▶ _Task directions_: Report every line of the material below that contains the string "gravel", copying each one in full. Case counts.

[Object pointing dataset rows]
==*==

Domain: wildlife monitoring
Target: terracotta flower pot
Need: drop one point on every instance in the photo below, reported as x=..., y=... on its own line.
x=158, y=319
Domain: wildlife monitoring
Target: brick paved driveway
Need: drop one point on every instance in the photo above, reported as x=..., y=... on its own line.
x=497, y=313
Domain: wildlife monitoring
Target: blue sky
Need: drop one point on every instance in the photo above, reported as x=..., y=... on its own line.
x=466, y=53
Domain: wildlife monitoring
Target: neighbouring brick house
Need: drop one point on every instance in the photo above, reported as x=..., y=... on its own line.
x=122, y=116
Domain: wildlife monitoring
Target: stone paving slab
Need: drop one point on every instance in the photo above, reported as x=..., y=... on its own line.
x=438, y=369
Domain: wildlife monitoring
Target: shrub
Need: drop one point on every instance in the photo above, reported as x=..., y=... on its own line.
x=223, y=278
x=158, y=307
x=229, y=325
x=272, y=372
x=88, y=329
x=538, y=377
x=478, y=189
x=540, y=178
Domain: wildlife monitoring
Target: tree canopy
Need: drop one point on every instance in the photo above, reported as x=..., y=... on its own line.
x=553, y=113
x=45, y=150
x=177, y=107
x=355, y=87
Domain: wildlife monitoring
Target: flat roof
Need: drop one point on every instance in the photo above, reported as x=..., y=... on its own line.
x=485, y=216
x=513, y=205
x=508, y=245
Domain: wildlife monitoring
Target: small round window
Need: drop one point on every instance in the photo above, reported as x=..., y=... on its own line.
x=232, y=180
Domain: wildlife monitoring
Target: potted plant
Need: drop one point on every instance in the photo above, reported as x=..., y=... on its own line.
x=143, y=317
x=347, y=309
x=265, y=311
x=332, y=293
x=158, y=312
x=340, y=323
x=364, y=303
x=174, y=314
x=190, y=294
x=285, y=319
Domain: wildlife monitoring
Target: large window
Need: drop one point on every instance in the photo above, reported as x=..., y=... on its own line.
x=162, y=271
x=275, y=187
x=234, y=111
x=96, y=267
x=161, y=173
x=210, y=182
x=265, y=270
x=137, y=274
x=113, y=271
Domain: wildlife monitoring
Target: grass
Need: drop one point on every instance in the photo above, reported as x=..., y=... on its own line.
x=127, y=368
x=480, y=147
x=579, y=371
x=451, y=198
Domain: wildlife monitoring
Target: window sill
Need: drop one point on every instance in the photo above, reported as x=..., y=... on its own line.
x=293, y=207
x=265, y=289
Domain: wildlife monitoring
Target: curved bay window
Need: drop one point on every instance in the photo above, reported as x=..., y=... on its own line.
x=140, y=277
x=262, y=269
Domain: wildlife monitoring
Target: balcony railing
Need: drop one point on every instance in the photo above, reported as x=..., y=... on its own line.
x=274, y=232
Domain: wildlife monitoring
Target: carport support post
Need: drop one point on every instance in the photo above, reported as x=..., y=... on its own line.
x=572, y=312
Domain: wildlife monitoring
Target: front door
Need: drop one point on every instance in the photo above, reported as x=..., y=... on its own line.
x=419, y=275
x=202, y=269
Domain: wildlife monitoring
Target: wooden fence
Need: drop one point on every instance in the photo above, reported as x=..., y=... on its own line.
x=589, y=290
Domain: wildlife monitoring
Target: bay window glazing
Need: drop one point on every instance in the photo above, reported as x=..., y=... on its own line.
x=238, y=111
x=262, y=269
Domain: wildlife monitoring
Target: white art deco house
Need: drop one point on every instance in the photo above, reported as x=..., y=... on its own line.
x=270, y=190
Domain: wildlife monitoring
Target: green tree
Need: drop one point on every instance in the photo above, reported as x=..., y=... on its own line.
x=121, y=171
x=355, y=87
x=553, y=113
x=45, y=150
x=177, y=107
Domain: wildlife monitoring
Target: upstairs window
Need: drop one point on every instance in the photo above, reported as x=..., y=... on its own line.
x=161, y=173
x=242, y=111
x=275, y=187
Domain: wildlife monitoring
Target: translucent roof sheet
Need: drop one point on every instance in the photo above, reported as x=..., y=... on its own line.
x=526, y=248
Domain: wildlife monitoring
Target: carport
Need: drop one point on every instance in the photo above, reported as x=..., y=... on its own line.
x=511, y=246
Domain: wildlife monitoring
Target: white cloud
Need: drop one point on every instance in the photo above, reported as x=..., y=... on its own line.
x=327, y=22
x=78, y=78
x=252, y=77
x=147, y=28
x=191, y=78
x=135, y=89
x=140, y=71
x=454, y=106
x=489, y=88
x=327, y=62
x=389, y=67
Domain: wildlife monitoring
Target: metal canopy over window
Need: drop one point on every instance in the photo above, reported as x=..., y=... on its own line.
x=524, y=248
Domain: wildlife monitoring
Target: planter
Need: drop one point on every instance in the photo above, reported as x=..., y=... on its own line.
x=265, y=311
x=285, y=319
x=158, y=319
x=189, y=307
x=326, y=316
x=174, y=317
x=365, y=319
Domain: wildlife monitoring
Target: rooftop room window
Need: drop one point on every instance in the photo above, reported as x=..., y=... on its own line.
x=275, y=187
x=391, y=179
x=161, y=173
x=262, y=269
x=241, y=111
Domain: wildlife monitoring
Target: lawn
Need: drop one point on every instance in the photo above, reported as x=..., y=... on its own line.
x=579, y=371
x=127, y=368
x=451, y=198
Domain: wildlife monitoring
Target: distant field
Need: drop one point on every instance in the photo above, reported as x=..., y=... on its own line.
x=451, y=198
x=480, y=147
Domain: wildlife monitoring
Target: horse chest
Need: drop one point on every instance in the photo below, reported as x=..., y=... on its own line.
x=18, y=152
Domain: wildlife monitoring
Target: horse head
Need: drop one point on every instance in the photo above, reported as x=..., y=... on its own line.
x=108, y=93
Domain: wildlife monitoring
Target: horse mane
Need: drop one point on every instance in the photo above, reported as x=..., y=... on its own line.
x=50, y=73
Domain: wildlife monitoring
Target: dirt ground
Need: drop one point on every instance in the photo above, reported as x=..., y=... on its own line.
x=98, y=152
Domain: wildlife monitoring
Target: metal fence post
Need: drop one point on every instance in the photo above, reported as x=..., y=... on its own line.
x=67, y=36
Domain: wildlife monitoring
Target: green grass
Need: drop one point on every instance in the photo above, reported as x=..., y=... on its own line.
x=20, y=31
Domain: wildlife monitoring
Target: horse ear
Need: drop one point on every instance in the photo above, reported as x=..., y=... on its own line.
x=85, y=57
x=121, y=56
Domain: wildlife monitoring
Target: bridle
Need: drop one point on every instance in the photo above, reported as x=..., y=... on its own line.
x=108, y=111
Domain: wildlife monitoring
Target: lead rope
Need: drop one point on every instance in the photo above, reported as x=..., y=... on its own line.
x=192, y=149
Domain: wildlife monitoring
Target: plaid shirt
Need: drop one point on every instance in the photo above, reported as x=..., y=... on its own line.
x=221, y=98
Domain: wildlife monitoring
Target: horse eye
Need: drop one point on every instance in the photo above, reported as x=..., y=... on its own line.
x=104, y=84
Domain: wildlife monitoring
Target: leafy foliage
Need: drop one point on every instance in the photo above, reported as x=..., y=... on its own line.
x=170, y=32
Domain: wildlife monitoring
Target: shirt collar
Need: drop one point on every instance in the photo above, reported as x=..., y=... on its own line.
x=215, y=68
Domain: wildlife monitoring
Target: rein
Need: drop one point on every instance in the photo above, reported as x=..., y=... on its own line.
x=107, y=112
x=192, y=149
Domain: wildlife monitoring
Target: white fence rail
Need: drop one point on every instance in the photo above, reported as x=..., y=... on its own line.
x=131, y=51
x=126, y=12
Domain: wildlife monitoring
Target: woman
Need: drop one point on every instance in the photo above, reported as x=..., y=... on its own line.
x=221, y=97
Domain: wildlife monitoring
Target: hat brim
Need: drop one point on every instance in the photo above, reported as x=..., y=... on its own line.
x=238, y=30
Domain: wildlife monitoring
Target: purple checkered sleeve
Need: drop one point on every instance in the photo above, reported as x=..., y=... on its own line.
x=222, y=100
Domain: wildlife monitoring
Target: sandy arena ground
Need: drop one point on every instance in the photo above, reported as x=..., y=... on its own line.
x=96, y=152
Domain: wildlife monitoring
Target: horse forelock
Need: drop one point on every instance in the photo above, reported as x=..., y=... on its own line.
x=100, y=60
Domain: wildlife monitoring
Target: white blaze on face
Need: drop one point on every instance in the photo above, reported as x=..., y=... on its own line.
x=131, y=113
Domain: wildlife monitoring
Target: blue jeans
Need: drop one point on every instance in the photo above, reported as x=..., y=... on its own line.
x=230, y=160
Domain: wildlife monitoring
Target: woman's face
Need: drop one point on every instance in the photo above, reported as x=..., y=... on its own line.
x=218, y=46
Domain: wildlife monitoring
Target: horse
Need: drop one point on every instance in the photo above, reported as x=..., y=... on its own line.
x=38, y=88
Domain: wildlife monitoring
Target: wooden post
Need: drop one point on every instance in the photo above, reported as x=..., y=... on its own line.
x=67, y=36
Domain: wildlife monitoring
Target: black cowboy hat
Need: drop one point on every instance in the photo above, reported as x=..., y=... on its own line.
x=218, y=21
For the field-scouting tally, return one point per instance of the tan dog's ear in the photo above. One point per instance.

==*==

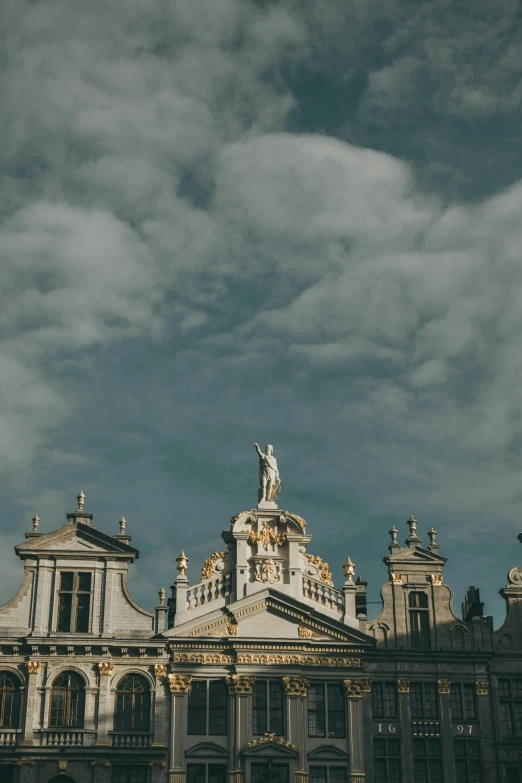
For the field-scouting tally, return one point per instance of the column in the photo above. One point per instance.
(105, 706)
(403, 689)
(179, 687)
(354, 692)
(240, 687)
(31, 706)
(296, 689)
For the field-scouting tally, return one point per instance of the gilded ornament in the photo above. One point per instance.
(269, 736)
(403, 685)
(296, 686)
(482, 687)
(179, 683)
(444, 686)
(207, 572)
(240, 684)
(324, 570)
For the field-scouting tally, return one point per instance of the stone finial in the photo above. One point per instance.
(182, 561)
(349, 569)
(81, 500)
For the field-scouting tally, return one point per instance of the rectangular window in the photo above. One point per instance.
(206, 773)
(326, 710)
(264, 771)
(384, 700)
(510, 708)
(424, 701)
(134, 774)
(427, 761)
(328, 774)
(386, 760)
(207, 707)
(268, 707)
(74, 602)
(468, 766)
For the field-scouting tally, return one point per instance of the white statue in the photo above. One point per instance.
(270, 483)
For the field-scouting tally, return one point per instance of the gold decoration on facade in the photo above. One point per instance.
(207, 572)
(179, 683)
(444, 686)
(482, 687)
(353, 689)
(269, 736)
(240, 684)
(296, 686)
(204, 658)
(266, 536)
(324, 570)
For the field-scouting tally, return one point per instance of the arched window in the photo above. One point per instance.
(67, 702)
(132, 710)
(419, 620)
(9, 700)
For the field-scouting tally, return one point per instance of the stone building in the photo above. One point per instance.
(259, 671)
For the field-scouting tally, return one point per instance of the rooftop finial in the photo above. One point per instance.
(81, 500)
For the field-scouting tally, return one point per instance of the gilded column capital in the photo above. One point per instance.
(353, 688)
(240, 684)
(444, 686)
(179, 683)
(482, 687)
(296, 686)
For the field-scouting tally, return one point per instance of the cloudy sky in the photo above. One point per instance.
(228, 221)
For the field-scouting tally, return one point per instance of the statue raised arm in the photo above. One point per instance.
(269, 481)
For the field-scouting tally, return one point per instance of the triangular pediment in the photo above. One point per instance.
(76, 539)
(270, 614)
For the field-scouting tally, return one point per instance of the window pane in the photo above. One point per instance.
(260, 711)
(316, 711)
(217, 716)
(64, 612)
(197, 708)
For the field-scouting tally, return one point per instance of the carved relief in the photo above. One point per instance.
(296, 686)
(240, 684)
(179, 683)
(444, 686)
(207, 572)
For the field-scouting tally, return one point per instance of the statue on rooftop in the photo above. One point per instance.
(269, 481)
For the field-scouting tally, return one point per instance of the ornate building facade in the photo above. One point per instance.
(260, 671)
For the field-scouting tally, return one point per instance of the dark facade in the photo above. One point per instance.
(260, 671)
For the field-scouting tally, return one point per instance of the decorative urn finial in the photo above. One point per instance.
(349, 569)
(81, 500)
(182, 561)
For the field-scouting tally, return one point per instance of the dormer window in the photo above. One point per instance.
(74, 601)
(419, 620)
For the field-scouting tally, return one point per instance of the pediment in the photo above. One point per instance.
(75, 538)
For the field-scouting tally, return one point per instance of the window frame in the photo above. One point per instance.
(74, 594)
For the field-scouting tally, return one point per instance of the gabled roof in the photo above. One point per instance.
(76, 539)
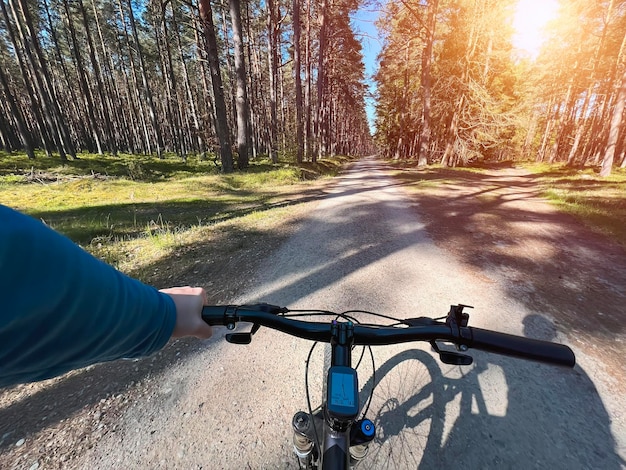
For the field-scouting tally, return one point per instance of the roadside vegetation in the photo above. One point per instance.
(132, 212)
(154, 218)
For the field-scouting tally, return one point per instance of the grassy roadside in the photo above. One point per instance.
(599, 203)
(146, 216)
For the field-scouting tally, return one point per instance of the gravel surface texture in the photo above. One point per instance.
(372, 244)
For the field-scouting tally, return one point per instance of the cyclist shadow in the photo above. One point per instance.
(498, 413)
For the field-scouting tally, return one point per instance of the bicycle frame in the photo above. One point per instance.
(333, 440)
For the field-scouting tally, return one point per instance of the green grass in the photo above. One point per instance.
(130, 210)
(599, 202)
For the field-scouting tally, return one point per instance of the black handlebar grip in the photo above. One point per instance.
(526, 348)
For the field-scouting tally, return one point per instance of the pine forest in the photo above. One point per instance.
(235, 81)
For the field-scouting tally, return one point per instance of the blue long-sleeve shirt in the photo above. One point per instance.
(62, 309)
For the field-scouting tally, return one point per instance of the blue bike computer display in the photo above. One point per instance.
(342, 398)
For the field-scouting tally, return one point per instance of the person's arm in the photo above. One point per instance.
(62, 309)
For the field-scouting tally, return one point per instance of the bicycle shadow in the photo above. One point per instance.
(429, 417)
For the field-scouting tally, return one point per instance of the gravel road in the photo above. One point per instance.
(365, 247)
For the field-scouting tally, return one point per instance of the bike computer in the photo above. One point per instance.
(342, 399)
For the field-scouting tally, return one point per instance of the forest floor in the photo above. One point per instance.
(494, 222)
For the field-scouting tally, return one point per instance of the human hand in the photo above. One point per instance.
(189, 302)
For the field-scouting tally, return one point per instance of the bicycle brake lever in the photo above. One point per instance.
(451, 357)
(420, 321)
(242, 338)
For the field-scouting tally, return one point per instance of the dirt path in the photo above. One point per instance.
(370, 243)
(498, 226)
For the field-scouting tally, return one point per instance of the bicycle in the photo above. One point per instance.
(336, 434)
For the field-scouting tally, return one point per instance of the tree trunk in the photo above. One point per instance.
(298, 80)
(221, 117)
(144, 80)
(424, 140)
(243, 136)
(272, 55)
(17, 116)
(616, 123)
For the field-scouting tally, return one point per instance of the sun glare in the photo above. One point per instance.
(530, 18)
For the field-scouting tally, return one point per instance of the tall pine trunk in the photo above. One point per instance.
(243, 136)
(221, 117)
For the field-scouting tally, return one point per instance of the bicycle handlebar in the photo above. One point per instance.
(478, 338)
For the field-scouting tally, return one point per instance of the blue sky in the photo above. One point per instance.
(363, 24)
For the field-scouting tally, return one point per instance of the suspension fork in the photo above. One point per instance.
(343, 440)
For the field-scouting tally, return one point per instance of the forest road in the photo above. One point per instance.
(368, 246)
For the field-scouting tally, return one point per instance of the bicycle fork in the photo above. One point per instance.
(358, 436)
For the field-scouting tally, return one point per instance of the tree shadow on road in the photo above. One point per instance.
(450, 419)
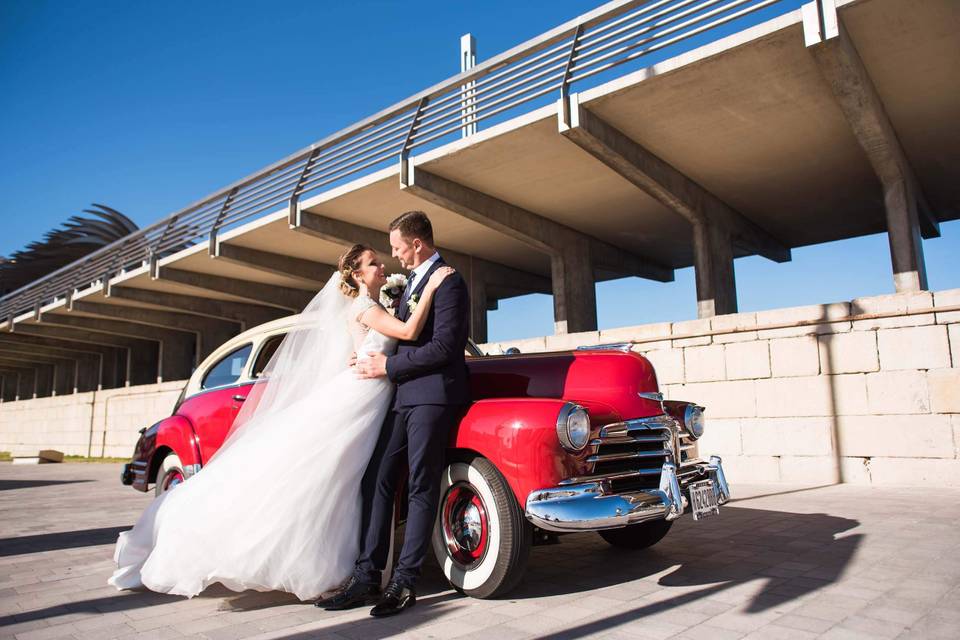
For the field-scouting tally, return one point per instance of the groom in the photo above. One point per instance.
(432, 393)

==*==

▶ _The output_:
For the field-scouting tally, return one point per instance of the gravel surface texture in the photo above. One point per instance.
For the field-scouting tally, return one point per instance of the gravel road in the photo above. One point per instance.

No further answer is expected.